— Things to do —
A: Using the merge sort text, answer the questions below. Mark each answer (i), (ii) or (iii) to match its question.
(i) At what sequence length does the recursion bottom out?
(ii) In the card analogy, which way does the output pile face on the table?
(iii) In the pseudocode, what value is assigned to L[n1 + 1] and R[n2 + 1]?
B: Repeat the part of the merge sort text starting at "- Divide : Divide" and ending at "current subarray A[p..r].".

— Source —
──────────────────────────────

The merge sort algorithm closely follows the divide-and-conquer paradigm. Intuitively, it operates as follows.
- Divide : Divide the n-element sequence to be sorted into two subsequences of n/2 elements each
- Conquer : Sort the two subsequences recursively using merge sort.
- Combine : Merge the two sorted subsequence to produce the sorted answer.
The recursion "bottoms out" when the sequence to be sorted has length 1, in which case there is no work to be done, since every sequence of length 1 is already in sorted order.
They key operation of the merge sort algorithm is the merging of two sorted sequences in the "combine" step. We merge by calling an auxiliary procedure MERGE(A, p, q, r), where A is a an array and p,q, and r are indices into the array such that p <= q < r. The procedure assumes that the subarrays A[p .. q] and A[q + 1.. r] are in sorted order. It merges them to form a single sorted subarray that replaces the current subarray A[p..r].
Our MERGE procedure takes time Θ(n), where n = r - p + 1 is the total number of elements being merged, and it works as follows. Returning to our card playing motif, suppose we have two piles of cards face up on a table. Each pile is sorted, with the smallest cards on top. We wish to merge the two piles into a single sorted output pile, which is to be face down on the table. Our basic step consists of choosing the smaller of the two cards on top of the face-up piles, removing it from its pile (which exposes a new top card), and placing this card face down onto the output pile. We repeat this step until one input pile is empty, at which time we just take the remaining input pile and place it face down onto the output pile. ... Since we perform at most n basic steps, merging takes Θ(n) time.
pseudocode:
MERGE(A,p,q,r) 1 n1 = q - p + 1 2 n2 = r - q 3 let L[1.. n1 + 1] and R[1..n2 + 1] be new arrays 4 for i = 1 to n1 5 L[i] = A[p + i -1] 6 for j = 1 to n2 7 R[j] = A[q+ j] 8 L[n1 + 1] = INFINITY 9 R[n2 + 1] = INFINITY 10 i = 1 11 j = 1 12 for k = p to r 13 if L[i] <= R[j] 14 A[k] = L[i] 15 i = i + 1 16 else 17 A[k] = R[j] 18 j = j + 1
code:
// Add 1 to prevent the wrong indexing int L[SIZE / 2 + 1]; int R[SIZE / 2 + 1]; template<class T> void merge(vector<T>& A, int p, int q, int r) { int n1 = q - p + 1; int n2 = r - q; for (int i = 0; i < n1; ++i) L[i] = A[p + i]; for (int j = 0; j < n2; ++j) R[j] = A[q + j + 1]; L[n1] = intmax; R[n2] = intmax; int i = 0, j = 0; for (int k = p; k <= r; ++k) { if (L[i] <= R[j]) { A[k] = L[i]; ++i; } else { A[k] = R[j]; ++j; } } }
Lines 10-18 (pseucode), illustrated in Figure 2.3, perform the r-p+1 basic steps by maintaining the following loop invariant:
At the start of each iteration of the for loop of lines 12-18, the subarray A[p.. k-1] contains the k - p smallest elements of L[1.. n1 + 1] and R[1..n2 +1], in sorted order. Moreover, L[i] and R[j] are the smallest elements of their arrays that have not been copied back into A
Initialization : Prior to the first iteration of the loop, we have k = p, so that the subarray A[p ..k - 1] is empty. This empty subarray contains the k - p = 0 smallest elements of L and R, and sice i = j = 1, both L[i] and R[j] are the smallest elements of their arrays that have not been copied back into A.

──────────────────────────────

— Supplied information —

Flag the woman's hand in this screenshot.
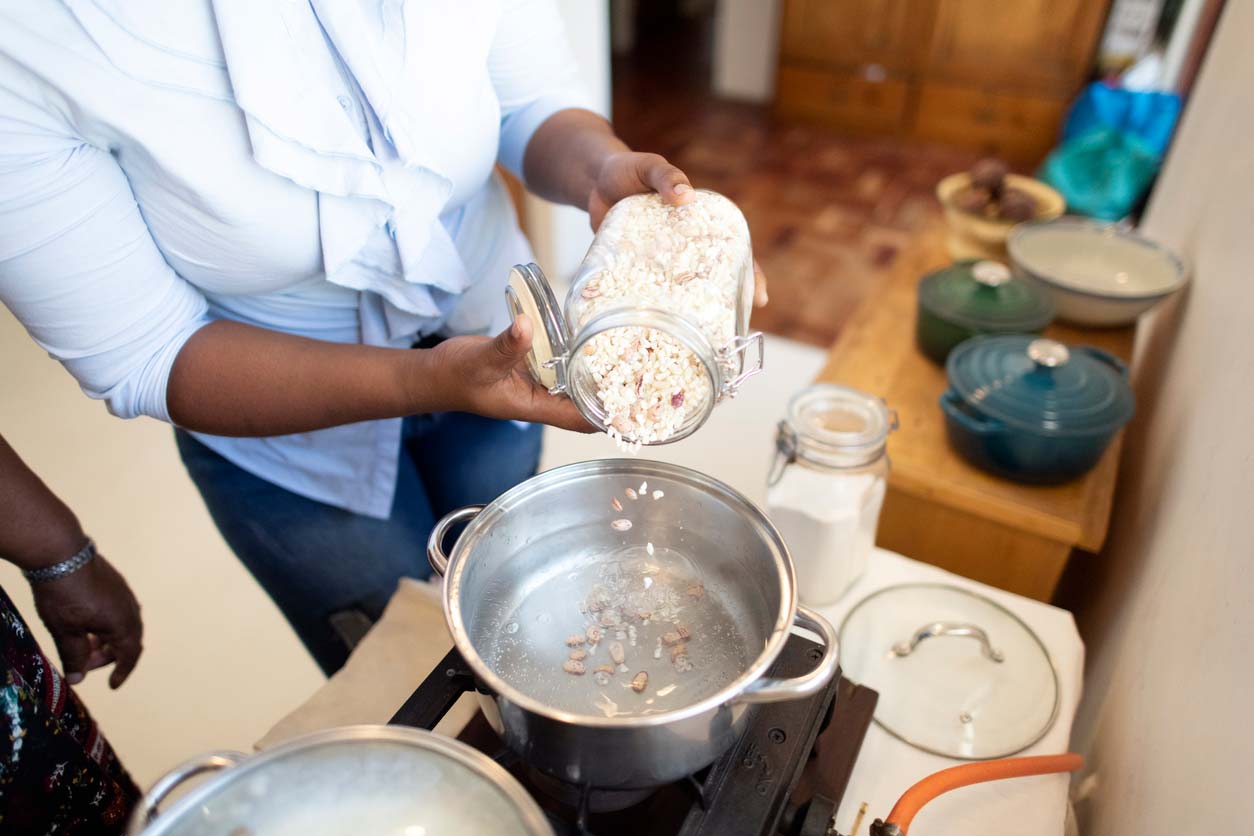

──────────────────────────────

— Task-by-task solutions —
A:
(i) Length 1.
(ii) Face down.
(iii) INFINITY.

B:
- Divide : Divide the n-element sequence to be sorted into two subsequences of n/2 elements each
- Conquer : Sort the two subsequences recursively using merge sort.
- Combine : Merge the two sorted subsequence to produce the sorted answer.
The recursion "bottoms out" when the sequence to be sorted has length 1, in which case there is no work to be done, since every sequence of length 1 is already in sorted order.
They key operation of the merge sort algorithm is the merging of two sorted sequences in the "combine" step. We merge by calling an auxiliary procedure MERGE(A, p, q, r), where A is a an array and p,q, and r are indices into the array such that p <= q < r. The procedure assumes that the subarrays A[p .. q] and A[q + 1.. r] are in sorted order. It merges them to form a single sorted subarray that replaces the current subarray A[p..r].